Reproduce the passage on gene splicing below word for word, everything from "With exons and" down to "all the time.".

Start of Passage to read

Genes, Genes, Everywhere:
After splicing and an understanding of split genes, molecular biologists began combing through the genes of different animals to study. What they found was either exciting (for science itself) and headache-inducing (for students of genetics).
As it turned out, these split genes could splice themselves in different combinations to make many different proteins. “Normal” splicing would cut all the introns out, glue the exons back together and voila, the final mRNA was complete. This is not the case in alternative splicing. Splicing machinery can remove and rearrange exons from one gene to make two or more different proteins. Consider this sentence:
“This ice cream is delicious” is a gene.
With exons and introns, this gene would look like this:
Thikjhghs ickjhdfe crejfhgkhme is delickjhsrfksrjjhioujfghks.
Splicing the gene, or the sentence, in this case, would give us “This ice cream is delicious.”
However, alternative splicing might give us all these sentences:
This is delicious. This is ice cream. Ice cream is delicious. This ice is cream. This delicious cream is ice.
This is one gene, but it can produce many different proteins. This is a more common phenomenon than one might think. In fact, it happens all the time.
There are also instances where a protein is made from two different mRNA strands from two different genes glued together. This is called trans-splicing. These two different genes are flanked by their own regulatory sequences, but by themselves, they don’t make a whole protein. So, there are half-genes that can make one protein (or more).

End of Passage to read
Start of Data section

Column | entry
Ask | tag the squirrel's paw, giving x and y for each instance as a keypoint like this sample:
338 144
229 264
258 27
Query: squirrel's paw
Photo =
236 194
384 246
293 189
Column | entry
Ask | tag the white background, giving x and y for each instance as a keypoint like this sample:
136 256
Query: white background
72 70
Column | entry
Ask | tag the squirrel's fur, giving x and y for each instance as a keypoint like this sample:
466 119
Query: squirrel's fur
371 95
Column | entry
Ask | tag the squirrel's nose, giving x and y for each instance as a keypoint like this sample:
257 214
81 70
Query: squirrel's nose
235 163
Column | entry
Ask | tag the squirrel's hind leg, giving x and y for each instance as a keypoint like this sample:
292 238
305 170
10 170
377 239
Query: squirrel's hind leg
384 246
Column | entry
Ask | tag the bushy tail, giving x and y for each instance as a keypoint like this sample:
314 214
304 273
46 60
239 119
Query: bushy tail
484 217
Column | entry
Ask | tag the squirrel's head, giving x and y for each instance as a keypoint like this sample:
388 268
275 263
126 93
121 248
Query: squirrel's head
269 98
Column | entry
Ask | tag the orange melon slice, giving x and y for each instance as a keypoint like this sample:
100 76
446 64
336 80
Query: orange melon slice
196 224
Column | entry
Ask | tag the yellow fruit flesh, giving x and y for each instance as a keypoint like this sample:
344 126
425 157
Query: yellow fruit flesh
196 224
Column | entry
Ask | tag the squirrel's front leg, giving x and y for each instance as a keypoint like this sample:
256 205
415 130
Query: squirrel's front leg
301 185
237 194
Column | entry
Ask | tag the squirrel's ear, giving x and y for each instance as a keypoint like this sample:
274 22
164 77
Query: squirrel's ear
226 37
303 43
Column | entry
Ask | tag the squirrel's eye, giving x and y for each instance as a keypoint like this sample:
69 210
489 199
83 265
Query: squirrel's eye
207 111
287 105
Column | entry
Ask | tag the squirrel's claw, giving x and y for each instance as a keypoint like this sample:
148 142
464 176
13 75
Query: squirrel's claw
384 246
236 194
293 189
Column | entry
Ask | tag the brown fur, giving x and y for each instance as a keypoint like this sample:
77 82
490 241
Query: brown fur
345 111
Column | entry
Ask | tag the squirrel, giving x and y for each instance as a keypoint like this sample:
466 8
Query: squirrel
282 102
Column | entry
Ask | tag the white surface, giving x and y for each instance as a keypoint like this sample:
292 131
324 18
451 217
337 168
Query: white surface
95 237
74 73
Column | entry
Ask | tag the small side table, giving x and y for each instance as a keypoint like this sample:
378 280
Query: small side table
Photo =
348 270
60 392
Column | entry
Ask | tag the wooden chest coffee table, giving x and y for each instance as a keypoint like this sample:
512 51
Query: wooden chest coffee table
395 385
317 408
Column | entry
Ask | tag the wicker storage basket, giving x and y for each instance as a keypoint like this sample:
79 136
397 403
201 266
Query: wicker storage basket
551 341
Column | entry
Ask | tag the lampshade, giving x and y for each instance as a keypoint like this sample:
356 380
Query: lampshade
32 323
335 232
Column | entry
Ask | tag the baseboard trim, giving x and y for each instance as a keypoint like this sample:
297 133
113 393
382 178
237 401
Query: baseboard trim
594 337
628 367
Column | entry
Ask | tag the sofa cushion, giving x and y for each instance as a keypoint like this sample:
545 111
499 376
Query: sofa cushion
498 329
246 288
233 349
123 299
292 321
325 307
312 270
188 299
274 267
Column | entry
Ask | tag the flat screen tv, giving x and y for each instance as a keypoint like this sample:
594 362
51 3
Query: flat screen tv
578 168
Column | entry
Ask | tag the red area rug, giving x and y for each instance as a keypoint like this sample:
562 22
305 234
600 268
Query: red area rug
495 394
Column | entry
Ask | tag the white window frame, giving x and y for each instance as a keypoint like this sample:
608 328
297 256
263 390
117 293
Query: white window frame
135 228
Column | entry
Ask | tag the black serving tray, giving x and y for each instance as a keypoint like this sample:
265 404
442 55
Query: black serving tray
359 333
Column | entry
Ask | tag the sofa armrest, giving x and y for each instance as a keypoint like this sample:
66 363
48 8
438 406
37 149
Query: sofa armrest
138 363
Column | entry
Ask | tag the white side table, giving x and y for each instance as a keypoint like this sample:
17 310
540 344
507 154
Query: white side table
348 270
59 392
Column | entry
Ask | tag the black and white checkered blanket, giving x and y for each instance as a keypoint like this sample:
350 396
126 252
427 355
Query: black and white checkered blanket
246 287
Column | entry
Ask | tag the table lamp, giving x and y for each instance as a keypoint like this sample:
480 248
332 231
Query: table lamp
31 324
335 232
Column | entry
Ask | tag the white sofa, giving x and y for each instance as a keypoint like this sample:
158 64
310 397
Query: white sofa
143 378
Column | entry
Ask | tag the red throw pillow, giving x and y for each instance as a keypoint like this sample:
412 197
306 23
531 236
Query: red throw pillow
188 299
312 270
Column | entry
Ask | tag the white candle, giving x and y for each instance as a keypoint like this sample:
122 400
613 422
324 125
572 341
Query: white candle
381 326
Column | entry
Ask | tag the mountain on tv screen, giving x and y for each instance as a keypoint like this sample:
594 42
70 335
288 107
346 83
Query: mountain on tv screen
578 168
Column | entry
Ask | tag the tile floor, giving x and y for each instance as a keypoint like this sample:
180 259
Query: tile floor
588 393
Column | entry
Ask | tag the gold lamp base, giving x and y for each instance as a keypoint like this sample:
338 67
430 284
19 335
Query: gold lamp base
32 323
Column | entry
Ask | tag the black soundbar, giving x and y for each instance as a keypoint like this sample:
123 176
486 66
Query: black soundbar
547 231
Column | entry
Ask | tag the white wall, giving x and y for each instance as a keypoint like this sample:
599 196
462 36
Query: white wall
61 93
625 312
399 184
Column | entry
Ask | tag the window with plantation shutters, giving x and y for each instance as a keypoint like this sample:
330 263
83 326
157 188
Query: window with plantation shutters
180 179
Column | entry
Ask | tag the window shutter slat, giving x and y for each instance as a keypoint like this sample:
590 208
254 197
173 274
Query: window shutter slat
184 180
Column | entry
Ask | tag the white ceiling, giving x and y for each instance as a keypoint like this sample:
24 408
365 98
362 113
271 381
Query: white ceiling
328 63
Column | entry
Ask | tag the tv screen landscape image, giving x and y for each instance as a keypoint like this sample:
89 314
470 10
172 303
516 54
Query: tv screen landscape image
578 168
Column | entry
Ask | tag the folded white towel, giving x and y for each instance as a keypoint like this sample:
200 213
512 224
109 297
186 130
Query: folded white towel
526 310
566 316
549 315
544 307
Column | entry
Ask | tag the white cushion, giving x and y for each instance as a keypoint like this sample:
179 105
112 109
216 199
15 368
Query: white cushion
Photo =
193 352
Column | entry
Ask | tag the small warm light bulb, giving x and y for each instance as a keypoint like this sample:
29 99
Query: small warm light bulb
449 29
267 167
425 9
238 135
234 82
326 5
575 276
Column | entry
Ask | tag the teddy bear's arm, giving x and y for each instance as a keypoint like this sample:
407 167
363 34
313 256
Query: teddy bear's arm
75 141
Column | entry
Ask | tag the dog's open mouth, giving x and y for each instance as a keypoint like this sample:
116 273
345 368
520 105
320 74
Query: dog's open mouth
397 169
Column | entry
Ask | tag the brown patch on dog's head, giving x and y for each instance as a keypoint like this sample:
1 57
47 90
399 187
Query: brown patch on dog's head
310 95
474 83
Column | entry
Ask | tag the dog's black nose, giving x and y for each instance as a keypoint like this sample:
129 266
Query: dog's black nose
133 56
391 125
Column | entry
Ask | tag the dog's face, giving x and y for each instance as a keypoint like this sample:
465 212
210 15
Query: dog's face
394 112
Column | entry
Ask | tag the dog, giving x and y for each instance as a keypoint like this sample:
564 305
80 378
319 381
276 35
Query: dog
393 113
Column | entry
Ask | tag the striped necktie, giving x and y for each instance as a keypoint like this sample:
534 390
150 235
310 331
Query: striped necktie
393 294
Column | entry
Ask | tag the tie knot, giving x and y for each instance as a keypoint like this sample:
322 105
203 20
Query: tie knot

End of Data section

> [Exercise solution]
With exons and introns, this gene would look like this:
Thikjhghs ickjhdfe crejfhgkhme is delickjhsrfksrjjhioujfghks.
Splicing the gene, or the sentence, in this case, would give us “This ice cream is delicious.”
However, alternative splicing might give us all these sentences:
This is delicious. This is ice cream. Ice cream is delicious. This ice is cream. This delicious cream is ice.
This is one gene, but it can produce many different proteins. This is a more common phenomenon than one might think. In fact, it happens all the time.